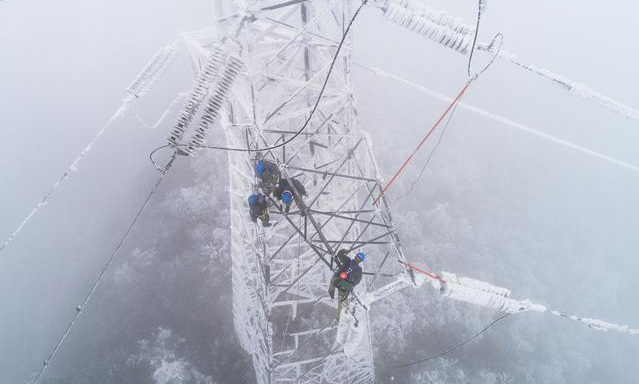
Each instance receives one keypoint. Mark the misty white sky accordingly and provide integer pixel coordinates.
(65, 66)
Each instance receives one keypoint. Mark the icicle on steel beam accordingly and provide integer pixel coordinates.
(453, 33)
(571, 86)
(489, 296)
(158, 64)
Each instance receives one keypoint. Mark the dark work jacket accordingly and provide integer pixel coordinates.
(271, 172)
(258, 209)
(285, 184)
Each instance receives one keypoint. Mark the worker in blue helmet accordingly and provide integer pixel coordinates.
(268, 174)
(287, 191)
(258, 209)
(347, 275)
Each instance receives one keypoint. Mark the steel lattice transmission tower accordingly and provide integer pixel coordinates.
(260, 72)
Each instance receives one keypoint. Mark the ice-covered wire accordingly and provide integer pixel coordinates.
(70, 169)
(506, 121)
(99, 278)
(306, 122)
(456, 347)
(480, 9)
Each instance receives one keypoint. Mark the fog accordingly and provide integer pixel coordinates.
(551, 223)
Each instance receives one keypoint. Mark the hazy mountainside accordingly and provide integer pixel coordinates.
(163, 314)
(496, 206)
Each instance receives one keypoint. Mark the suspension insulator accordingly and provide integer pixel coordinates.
(152, 72)
(215, 102)
(435, 16)
(452, 36)
(202, 85)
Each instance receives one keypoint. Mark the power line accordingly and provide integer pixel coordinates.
(430, 155)
(80, 308)
(449, 350)
(70, 169)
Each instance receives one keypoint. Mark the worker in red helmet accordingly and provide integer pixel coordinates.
(347, 275)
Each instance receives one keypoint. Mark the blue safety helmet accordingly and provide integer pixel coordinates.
(287, 197)
(259, 168)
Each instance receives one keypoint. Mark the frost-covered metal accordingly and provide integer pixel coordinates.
(156, 67)
(435, 25)
(259, 74)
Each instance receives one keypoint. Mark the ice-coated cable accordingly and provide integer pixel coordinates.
(99, 278)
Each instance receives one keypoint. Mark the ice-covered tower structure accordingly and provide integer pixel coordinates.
(260, 71)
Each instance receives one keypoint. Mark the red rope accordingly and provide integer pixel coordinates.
(430, 131)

--

Return the lines beginning at the one that contains "Each instance receives one keypoint. Mark the blue" and continuing through the last line of the data, exactly as they stand and without any others.

Each instance receives one keypoint. Mark the blue safety helmet accordingly and provide integer pixel coordinates.
(287, 197)
(259, 168)
Each instance receives one keypoint. Mark the frost-covered metal accordingly and provide integer pixel coordinates.
(156, 67)
(435, 25)
(259, 74)
Each instance receives one keypoint. Mark the ice-coated cable accordingly and provide integer pixel coordinates.
(99, 278)
Each instance receives one keypoint. Mark the ice-covered tower structure accordingly and provide integer pixel coordinates.
(260, 71)
Each instance receives one keypoint. Mark the red rope accordingly and provide integer pixel coordinates.
(430, 131)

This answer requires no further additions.